> **Assignment**: Extract the text of each entry below exactly, leaving every image behind.

(Image point grounding data)
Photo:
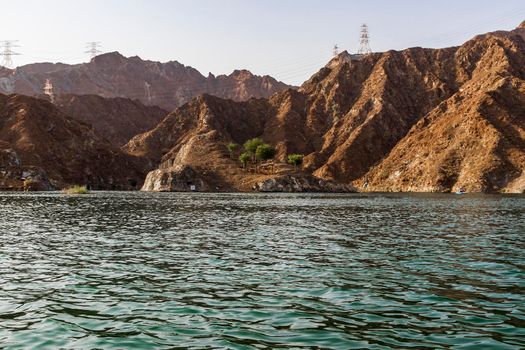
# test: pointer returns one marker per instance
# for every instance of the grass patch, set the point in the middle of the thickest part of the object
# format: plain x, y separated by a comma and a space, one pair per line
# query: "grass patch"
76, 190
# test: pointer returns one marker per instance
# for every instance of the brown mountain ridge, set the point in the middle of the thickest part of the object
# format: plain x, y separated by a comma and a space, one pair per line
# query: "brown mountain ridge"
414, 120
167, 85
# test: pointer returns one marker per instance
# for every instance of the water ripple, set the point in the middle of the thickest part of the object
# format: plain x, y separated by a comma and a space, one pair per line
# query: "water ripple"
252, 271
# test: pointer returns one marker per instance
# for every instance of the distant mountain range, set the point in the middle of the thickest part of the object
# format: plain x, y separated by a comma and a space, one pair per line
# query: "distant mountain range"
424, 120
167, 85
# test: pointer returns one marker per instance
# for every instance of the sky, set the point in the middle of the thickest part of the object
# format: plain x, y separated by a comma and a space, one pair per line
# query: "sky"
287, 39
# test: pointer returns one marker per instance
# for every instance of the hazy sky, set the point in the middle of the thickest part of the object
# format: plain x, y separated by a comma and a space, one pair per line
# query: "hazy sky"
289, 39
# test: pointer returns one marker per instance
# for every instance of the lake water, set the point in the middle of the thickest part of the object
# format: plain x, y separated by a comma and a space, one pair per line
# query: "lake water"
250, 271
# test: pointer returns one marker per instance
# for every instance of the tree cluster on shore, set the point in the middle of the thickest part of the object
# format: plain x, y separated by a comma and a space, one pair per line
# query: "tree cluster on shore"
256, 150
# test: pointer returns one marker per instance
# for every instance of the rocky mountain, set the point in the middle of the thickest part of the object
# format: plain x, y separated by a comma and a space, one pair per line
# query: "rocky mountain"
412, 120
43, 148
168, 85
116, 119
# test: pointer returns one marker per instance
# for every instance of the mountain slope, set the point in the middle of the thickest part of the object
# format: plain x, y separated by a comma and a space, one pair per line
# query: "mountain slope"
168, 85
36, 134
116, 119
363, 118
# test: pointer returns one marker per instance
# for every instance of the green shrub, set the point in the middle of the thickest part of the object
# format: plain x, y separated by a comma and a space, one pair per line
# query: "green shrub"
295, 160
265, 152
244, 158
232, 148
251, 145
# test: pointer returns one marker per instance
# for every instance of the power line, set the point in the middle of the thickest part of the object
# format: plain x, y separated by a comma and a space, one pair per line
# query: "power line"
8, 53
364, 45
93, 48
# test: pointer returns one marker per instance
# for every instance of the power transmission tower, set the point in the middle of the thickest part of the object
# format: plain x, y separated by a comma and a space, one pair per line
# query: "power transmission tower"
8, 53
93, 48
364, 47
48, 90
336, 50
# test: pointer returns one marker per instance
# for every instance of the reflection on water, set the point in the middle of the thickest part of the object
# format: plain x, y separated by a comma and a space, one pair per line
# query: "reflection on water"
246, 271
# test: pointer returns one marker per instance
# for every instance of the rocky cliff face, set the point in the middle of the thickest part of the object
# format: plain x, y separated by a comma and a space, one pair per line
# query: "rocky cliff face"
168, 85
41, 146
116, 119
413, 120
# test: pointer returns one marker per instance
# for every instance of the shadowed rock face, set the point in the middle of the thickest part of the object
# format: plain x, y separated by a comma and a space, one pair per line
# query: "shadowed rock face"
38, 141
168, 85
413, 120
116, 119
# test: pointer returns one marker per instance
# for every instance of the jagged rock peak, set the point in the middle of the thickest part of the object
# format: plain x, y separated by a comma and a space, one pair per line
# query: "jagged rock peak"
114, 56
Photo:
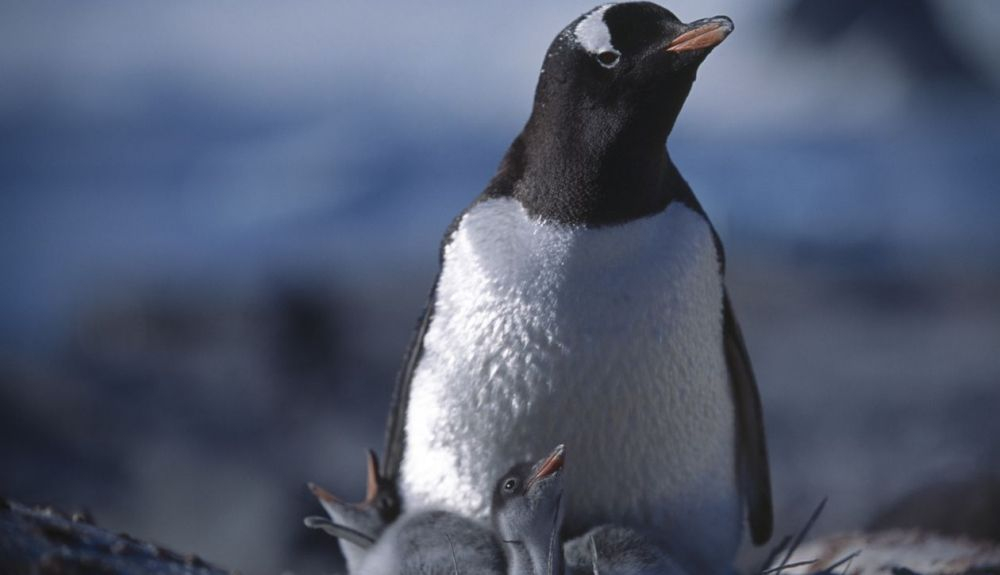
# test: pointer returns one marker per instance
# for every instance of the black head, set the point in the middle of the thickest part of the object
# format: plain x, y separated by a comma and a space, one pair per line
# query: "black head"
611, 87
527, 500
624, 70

> **Answer space**:
Photo:
# test: pointer returns one marker per instance
# for every instance of the grass patch, set the point in the middle of the thickest part of the object
# format: plain x, y separated by a comma and a space, one pair per line
# query: "grass patch"
76, 190
# test: pointer returns one marker per instance
# for every instance of the brown mountain ridge, set the point in the middle of the thickest part of the object
# format: plain x, y separated by a comma and a space, one pair per line
# query: "brown mountain ridge"
414, 120
167, 85
# test: pointer returns one marker per instance
# for every instance of the water ripple, set the point in the middle of the thickest part of the object
# format: plain x, y separated by a comma and a space, one pair per line
# query: "water ripple"
252, 271
# test: pointer returns one marker per instance
# for every instance of the distant mountain range, set the point in the middle of the thickest part of the object
# format: plain x, y separated by a comma and a space, one pair per line
# query: "distant mountain range"
424, 120
167, 85
# test: pointer returns one marker per instance
# for every instance of the sky, set the point in the middle of the thickest part of the object
# format: plain x, y separated by a comma and a space, one pair per line
# query: "sky"
287, 39
# test: pointer returns one marker per instance
# for every instance of the hazy sky, set the point in the middle of the thickest part of the object
# format: plain x, y separated by a comma and a space, one pair per line
# query: "hazy sky"
289, 39
# test: pointer returns one marker per instance
# for every instance of the lake water, set the point in the middle of the thickest part of the object
# format: plain x, y separated by a comma and a space, one pair per line
# query: "lake water"
250, 271
# test: pointer returns one marker per instance
# for every instance of the tree cluster on shore, set the point in the middle of the thickest part of the object
# format: plain x, y separated by a comma and a space, one pair per line
# query: "tree cluster on shore"
256, 150
# test: pointer returns one marker per instance
# for every instance of the rocky mountain, set the point in the middle of the thickest part of the object
# format: plain x, y separated by a comma and a space, one pair per line
# query: "rocky mountain"
412, 120
43, 148
168, 85
116, 119
# test: pointer returns one marker per instance
# for every instance of the mountain slope, set the point in the middle of the thickest part of the object
# format: plain x, y separated by a comma and a space, one pair per line
# query: "mountain slope"
168, 85
36, 134
116, 119
363, 118
# test: pointer returns one marker per instance
# for every instance of the green shrub, set the point in the middle of the thickest part of the object
# format: plain x, y separated by a comma and a space, one pair per line
# query: "green shrub"
295, 160
265, 152
244, 158
232, 148
251, 145
# test: pointer returns one marker per instance
# for every instance of the power line, set the point in the middle of the thickest part of the object
# format: plain x, y separated by a comma and a space, one pair per line
# query: "power line"
8, 53
364, 45
93, 48
# test: pointer returns one marker per instance
# for every instance of the power transmission tower, set the point in the middle of the thickest part of the object
# format: plain x, y separated by a comma and a space, one pair per line
# query: "power transmission tower"
8, 53
93, 48
364, 47
48, 90
336, 50
# test: pointer returns one marker per instance
# for every instance of the reflection on water, set the point in the middle of the thickest part of the object
# format: plain x, y separated by a comma and a space, one pair per line
# query: "reflection on water"
246, 271
# test: pointer returns one marker per instance
# for every instance of the rocky cliff face, set the point in the middle of the thickest part of the object
# format: plain x, y separated by a comma and a space, one pair per line
# query: "rocky cliff face"
168, 85
41, 146
116, 119
413, 120
# test: pointer returns one marker per instance
# for every instance of the shadowed rock face, set the point in the middle of the thickest part of the object
# format: plain x, y separated by a comma and a space, one pair per line
# query: "shadowed rock face"
38, 141
168, 85
413, 120
116, 119
# test: pointer returns one marker per instance
# for every instance of the jagged rock peak, set the point in the middle of the thickest part of the object
# format: plain x, y separated by a comma and a space, one pair per line
# query: "jagged rock peak"
114, 56
Photo:
# test: pointer returns one marker per instance
# for every instance of the black head, set the point in the middle of the thickest part of the object
# format: plain x, y separated by a comma and a space, one pair per line
# query: "black head"
611, 87
527, 500
624, 70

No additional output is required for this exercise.